# Study text
- Opening Delimiter -

Image_1_The Stapled Peptide PM2 Stabilizes p53 Levels and Radiosensitizes Wild-Type p53 Cancer Cells.TIF

The tumor suppressor p53 is a key mediator of cellular stress and DNA damage response cascades and is activated after exposure to ionizing radiation. Amplifying wild-type p53 expression by targeting negative regulators such as MDM2 in combination with external beam radiotherapy (EBRT) may result in increased therapeutic effects. The novel stapled peptide PM2 prevents MDM2 from suppressing wild-type p53, and is thus a promising agent for therapeutic combination with EBRT. Effects of PM2 and potential PM2-induced radiosensitivity were assessed in a panel of cancer cell lines using 2D cell viability assays. Western Blot and flow cytometric analyses were used to investigate the mechanisms behind the observed effects in samples treated with PM2 and EBRT. Finally, PM2-treatment combined with EBRT was evaluated in an in vitro 3D spheroid model. PM2-therapy decreased cell viability in wild-type p53, HPV-negative cell lines. Western Blotting and flow cytometry confirmed upregulation of p53, as well as initiation of p53-mediated apoptosis measured by increased cleaved caspase-3 and Noxa activity. Furthermore, 3D in vitro tumor spheroid experiments confirmed the superior effects of the combination, as the only treatment regime resulting in growth inhibition and complete spheroid disintegration. We conclude that PM2 induces antitumorigenic effects in wt p53 HPV-negative cancer cells and potentiates the effects of EBRT, ultimately resulting in tumor eradication in a 3D spheroid model. This strategy shows great potential as a new wt p53 specific tumor-targeting compound, and the combination of PM2 and EBRT could be a promising strategy to increase therapeutic effects and decrease adverse effects from radiotherapy.

- Closing Delimiter -

Records from a collection:
- Opening Delimiter -

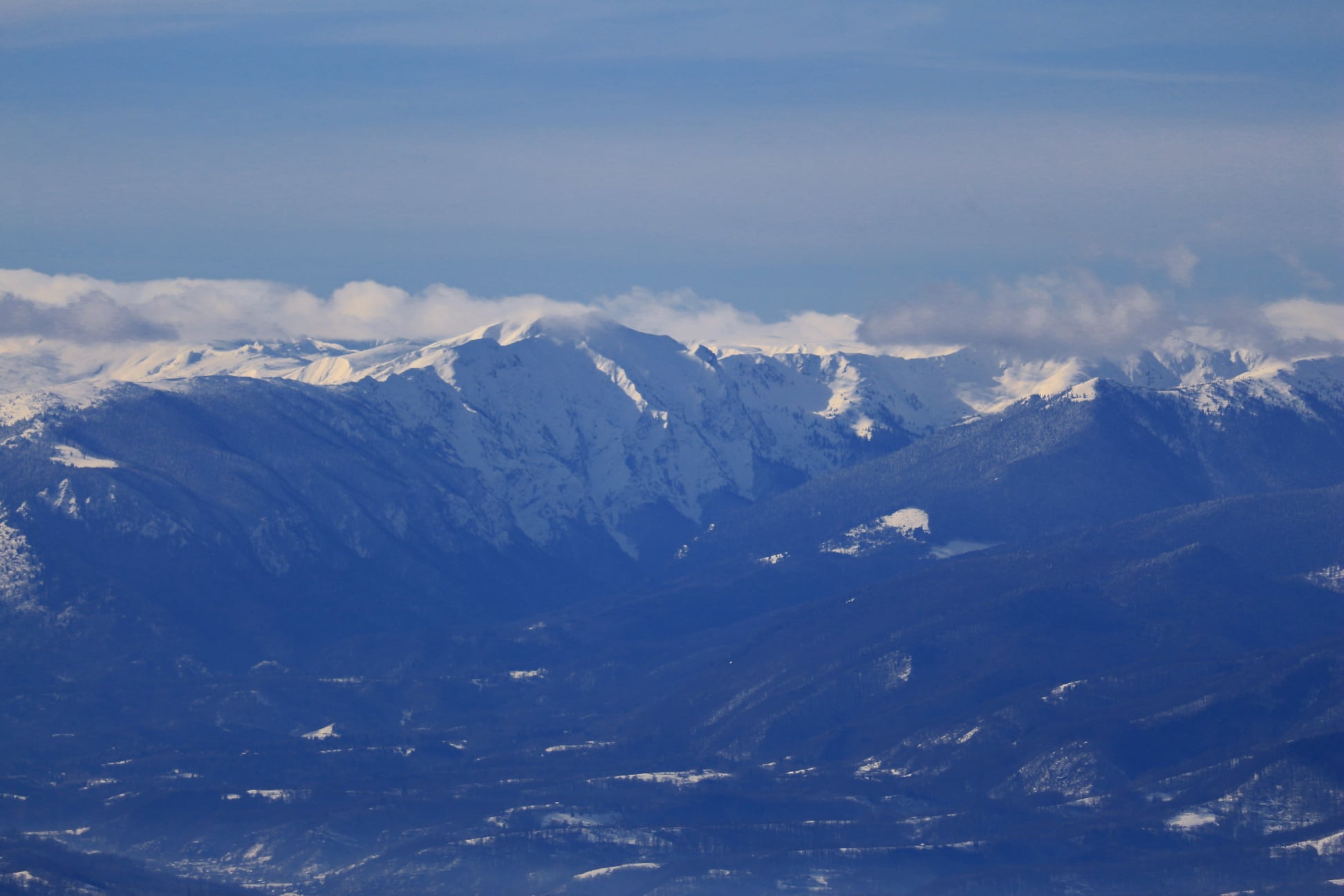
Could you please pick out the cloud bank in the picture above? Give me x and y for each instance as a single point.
(1039, 316)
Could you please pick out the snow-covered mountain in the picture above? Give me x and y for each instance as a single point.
(563, 424)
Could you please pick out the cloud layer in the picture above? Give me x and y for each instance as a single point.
(1039, 316)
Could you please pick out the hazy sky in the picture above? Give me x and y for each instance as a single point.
(780, 156)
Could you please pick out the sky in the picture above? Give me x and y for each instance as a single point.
(868, 159)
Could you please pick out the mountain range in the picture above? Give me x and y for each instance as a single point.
(562, 606)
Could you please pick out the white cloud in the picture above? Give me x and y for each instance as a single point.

- Closing Delimiter -

# Questions on the material
(A) According to the PM2 abstract, in which cell lines did PM2 therapy decrease cell viability?
(B) Name every experimental technique or model that the PM2 abstract reports using to study PM2 and EBRT.
These records are separate material and are not connected to the PM2 abstract.

# Your responses
(A) PM2 therapy decreased cell viability in wild-type p53, HPV-negative cell lines.

(B)
- 2D cell viability assays
- Western Blot
- Flow cytometric analyses
- In vitro 3D spheroid model